Exercice proposé a: Renvoie toutes les lignes, plus bas, qui contiennent la chaîne « flower », en tenant compte de la casse.

Extrait du document:
____________
Nous publions la seconde partie de l’analyse de Jean-Michel Cros consacrée à l’entrée de la Turquie dans l’Union Européenne. La première partie que vous avez été nombreux à avoir lu est toujours accessible en première page du site. Vous pouvez également la consulter dans la rubrique intitulée « du même auteur… » située à la fin de cet article.

Une version plus construite de ce type d’arguments a été livrée par Jean-Louis Bourlanges, à l’occasion d’une interview dans « Le Monde » 1. Sa thèse repose sur la distinction entre deux vocations à la construction européenne : soit exprimer une identité commune, soit pacifier une altérité hostile. On pourrait imaginer que sur cette base, il préconise l’entrée de la Turquie dans l’Union pour précisément pacifier les relations conflictuelles qu’il décrit avec le monde musulman, ces relations une fois apaisées permettant de s’attarder plus sur ce qui nous rassemble que sur ce qui nous divise. Pas du tout. Mais ce qui nous intéresse ici ce sont les bases sur lesquelles il fonde son refus de la Turquie, l’idée d’Europe qu’il développe : celle-ci est « une civilisation bornée à l’Ouest pas une frontière géographique et au Sud par une barrière culturelle, distinguant la chrétienté des mondes arabo-musulman et turco-musulman ». Plutôt qu’une frontière culturelle, la culture méditerranéenne ayant, du Nord au Sud, bien des traits communs, c’est bien une frontière religieuse qui est invoquée ici en filigrane, l’opposition entre le monde musulman et la chrétienté étant posée comme fondement de l’identité européenne. On pourrait qualifier cette attitude de « syndrome du Saint Empire » ce qui rend l’identité française des plus aléatoires, la France ayant eu, sur la longue période, plus de rapports d’alliance que d’opposition à l’Empire ottoman : François Ier conclut les capitulations avec Soliman le Magnifique, Napoléon III aide l’Empire ottoman pendant la guerre de Crimée et le fait entrer dans le « concert des nations » à l’occasion du traité de Paris… En revanche, le Grand Frédéric se battra – comme la France – plus contre le Saint Empire que contre les Ottomans… Vouloir simplifier conduit souvent à plus de complications.
____________
Données de la tâche:
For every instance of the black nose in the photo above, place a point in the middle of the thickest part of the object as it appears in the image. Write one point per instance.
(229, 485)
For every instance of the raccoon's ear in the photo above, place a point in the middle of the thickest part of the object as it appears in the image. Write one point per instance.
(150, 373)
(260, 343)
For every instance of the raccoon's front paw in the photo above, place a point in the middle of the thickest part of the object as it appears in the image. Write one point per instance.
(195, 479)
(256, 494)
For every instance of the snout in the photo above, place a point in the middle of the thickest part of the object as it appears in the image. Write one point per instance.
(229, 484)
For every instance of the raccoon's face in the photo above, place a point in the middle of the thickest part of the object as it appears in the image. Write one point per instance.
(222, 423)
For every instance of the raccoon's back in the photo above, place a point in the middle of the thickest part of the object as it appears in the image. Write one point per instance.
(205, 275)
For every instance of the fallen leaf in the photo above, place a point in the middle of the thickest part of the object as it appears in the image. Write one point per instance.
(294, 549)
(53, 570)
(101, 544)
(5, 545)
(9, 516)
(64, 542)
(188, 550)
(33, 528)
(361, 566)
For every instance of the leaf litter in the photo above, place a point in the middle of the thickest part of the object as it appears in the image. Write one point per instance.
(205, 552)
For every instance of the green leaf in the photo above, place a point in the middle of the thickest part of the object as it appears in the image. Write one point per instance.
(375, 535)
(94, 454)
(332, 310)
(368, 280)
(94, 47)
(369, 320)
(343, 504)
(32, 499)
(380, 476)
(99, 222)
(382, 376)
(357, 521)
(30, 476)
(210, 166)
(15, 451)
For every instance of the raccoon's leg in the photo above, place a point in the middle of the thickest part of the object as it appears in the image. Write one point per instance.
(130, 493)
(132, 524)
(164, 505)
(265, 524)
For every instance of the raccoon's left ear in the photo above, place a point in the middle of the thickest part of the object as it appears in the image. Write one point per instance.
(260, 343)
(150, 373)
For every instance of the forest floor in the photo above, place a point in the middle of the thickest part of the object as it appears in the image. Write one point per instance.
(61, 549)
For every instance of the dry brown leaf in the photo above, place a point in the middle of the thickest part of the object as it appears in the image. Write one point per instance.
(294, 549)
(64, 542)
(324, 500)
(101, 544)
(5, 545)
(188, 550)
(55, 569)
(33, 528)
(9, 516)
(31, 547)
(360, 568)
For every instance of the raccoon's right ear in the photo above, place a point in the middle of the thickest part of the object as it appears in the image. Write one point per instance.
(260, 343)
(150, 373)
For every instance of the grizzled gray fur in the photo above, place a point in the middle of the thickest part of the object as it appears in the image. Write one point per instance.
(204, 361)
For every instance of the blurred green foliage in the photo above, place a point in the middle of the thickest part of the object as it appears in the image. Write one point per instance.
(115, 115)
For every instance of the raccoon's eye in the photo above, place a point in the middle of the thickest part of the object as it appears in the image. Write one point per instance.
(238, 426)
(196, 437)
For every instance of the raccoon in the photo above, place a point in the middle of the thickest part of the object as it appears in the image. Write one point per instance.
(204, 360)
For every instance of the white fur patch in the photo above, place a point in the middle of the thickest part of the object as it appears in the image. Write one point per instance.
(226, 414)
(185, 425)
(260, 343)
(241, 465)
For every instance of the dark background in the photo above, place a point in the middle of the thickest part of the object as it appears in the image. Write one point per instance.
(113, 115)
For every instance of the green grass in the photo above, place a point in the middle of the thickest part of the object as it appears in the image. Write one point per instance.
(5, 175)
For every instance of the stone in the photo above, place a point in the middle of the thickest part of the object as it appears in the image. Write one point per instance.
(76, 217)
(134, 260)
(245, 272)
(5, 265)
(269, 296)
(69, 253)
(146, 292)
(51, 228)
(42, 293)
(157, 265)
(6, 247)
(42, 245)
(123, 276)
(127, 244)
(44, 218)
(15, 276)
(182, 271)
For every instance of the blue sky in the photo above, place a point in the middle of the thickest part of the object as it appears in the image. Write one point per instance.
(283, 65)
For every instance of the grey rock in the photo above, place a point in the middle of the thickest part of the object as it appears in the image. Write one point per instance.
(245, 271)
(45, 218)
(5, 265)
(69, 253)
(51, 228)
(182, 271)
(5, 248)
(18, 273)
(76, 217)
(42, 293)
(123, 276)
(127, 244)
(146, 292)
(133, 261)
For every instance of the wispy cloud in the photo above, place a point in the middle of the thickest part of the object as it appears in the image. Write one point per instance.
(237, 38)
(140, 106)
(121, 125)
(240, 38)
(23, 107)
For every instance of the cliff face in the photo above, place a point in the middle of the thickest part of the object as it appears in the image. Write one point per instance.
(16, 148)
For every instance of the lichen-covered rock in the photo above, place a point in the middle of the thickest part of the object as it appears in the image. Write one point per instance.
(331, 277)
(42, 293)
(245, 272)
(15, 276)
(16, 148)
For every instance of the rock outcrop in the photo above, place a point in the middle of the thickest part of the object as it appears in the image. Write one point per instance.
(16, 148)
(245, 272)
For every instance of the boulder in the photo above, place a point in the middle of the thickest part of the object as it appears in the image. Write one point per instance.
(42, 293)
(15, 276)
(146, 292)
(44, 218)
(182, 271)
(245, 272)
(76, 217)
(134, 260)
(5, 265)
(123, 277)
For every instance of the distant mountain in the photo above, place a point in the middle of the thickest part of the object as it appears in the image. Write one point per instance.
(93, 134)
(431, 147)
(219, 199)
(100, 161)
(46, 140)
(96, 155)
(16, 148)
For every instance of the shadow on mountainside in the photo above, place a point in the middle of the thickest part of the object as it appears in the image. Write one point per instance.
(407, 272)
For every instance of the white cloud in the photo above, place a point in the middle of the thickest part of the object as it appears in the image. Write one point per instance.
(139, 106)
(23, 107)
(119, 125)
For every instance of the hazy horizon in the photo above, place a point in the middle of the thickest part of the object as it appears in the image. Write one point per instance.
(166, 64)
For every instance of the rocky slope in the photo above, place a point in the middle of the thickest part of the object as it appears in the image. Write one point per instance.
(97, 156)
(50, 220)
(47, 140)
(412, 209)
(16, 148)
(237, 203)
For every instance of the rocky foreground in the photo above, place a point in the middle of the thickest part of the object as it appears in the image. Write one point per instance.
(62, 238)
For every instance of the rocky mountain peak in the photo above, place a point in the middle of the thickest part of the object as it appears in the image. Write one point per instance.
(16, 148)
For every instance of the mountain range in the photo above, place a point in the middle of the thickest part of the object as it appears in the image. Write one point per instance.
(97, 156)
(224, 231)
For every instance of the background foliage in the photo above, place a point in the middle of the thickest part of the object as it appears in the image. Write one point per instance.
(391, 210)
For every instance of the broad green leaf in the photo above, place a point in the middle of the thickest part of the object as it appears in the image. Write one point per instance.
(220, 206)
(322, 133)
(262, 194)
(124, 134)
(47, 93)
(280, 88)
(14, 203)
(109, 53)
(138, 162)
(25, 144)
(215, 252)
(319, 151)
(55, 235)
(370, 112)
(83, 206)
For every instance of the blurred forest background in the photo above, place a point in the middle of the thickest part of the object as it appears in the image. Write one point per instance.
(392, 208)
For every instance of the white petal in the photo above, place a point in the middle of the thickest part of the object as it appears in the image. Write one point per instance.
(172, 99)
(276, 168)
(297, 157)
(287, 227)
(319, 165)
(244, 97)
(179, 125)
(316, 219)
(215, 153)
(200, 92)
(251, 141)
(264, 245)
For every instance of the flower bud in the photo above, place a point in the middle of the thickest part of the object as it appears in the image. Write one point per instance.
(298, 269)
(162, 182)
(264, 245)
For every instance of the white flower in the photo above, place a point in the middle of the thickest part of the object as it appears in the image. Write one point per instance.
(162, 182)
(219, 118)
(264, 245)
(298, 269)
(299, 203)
____________
Exercice proposé b: Réécris le passage du texte sur la Turquie et l'Union européenne situé entre « Nous publions la » et « de cet article. », bornes comprises, en remplaçant « première page » par « page d'accueil ».

Réponse a:
For every instance of the flower bud in the photo above, place a point in the middle of the thickest part of the object as it appears in the image. Write one point per instance.
For every instance of the white flower in the photo above, place a point in the middle of the thickest part of the object as it appears in the image. Write one point per instance.

Réponse b:
Nous publions la seconde partie de l’analyse de Jean-Michel Cros consacrée à l’entrée de la Turquie dans l’Union Européenne. La première partie que vous avez été nombreux à avoir lu est toujours accessible en page d'accueil du site. Vous pouvez également la consulter dans la rubrique intitulée « du même auteur… » située à la fin de cet article.